### Data items
==*==

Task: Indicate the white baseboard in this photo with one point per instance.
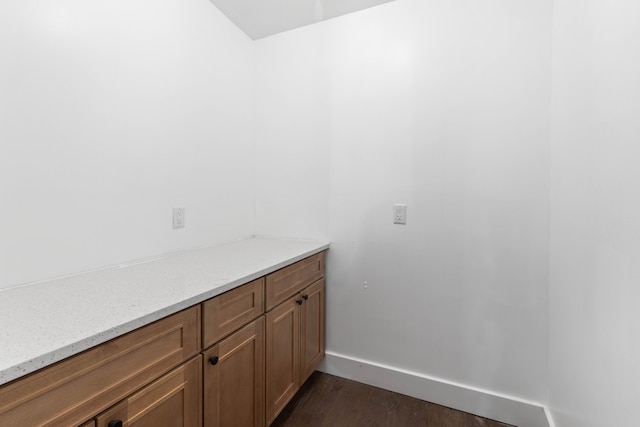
(486, 404)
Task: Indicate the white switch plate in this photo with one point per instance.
(399, 213)
(178, 217)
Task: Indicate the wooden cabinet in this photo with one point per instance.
(234, 367)
(173, 400)
(234, 379)
(294, 345)
(73, 391)
(290, 280)
(311, 329)
(228, 312)
(155, 376)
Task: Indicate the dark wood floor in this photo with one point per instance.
(326, 400)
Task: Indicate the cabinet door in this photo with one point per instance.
(283, 355)
(311, 329)
(173, 400)
(234, 379)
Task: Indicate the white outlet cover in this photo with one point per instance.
(178, 218)
(400, 213)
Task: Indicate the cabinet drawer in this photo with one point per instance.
(174, 400)
(230, 311)
(74, 390)
(292, 279)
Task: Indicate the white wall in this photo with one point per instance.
(443, 106)
(111, 114)
(595, 212)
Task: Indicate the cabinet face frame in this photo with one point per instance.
(234, 386)
(175, 399)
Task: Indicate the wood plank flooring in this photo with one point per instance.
(329, 401)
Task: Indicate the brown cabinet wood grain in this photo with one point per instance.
(283, 356)
(227, 312)
(294, 345)
(311, 329)
(76, 389)
(173, 400)
(290, 280)
(155, 376)
(234, 379)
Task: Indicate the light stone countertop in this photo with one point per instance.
(46, 322)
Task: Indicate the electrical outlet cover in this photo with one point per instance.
(178, 217)
(400, 213)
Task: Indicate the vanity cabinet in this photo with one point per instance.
(73, 391)
(234, 367)
(294, 330)
(261, 341)
(173, 400)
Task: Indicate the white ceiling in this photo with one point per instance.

==*==

### WHAT TO WORK ON
Can you extract every line of the records above and reproduce each one word for word, leaving the pictures out?

### RESULT
Task: Indicate the white baseboard in this photo with one point per instance.
(486, 404)
Task: Indicate the white switch plate in this photo with one point per instance.
(399, 213)
(178, 217)
Task: Indicate the wooden cabinet in this photo with one point per instance.
(234, 367)
(173, 400)
(234, 379)
(294, 345)
(73, 391)
(290, 280)
(311, 329)
(228, 312)
(155, 376)
Task: Indicate the dark wood floor in this photo with one point per instance.
(326, 400)
Task: Indicate the cabinet door in this photo with one point per instance.
(283, 355)
(311, 329)
(173, 400)
(234, 379)
Task: Indicate the white outlet cover in this photo with one point per instance.
(178, 218)
(400, 213)
Task: Indicate the cabinet drawer in this photo with one point per instance.
(174, 400)
(230, 311)
(74, 390)
(292, 279)
Task: Indicate the white wall in this photo with one point per instance.
(443, 106)
(111, 114)
(595, 212)
Task: Indicate the cabinet face frame in this photo with one point per instance.
(234, 386)
(175, 399)
Task: Indicate the wood plank flooring in this photo with one point per instance.
(329, 401)
Task: Indicate the brown cabinet wood grain in this photo with one point per instance.
(283, 356)
(227, 312)
(294, 345)
(311, 329)
(76, 389)
(173, 400)
(290, 280)
(155, 376)
(234, 379)
Task: Indicate the light stone countertop in this photo with one point per instance.
(46, 322)
Task: Indicate the electrical outlet cover in this photo with one point per instance.
(178, 217)
(400, 213)
Task: Indicate the vanity cabinet in this photo with one point per instance.
(73, 391)
(234, 367)
(294, 330)
(261, 341)
(173, 400)
Task: Indicate the white ceiling in this photo with one point per instance.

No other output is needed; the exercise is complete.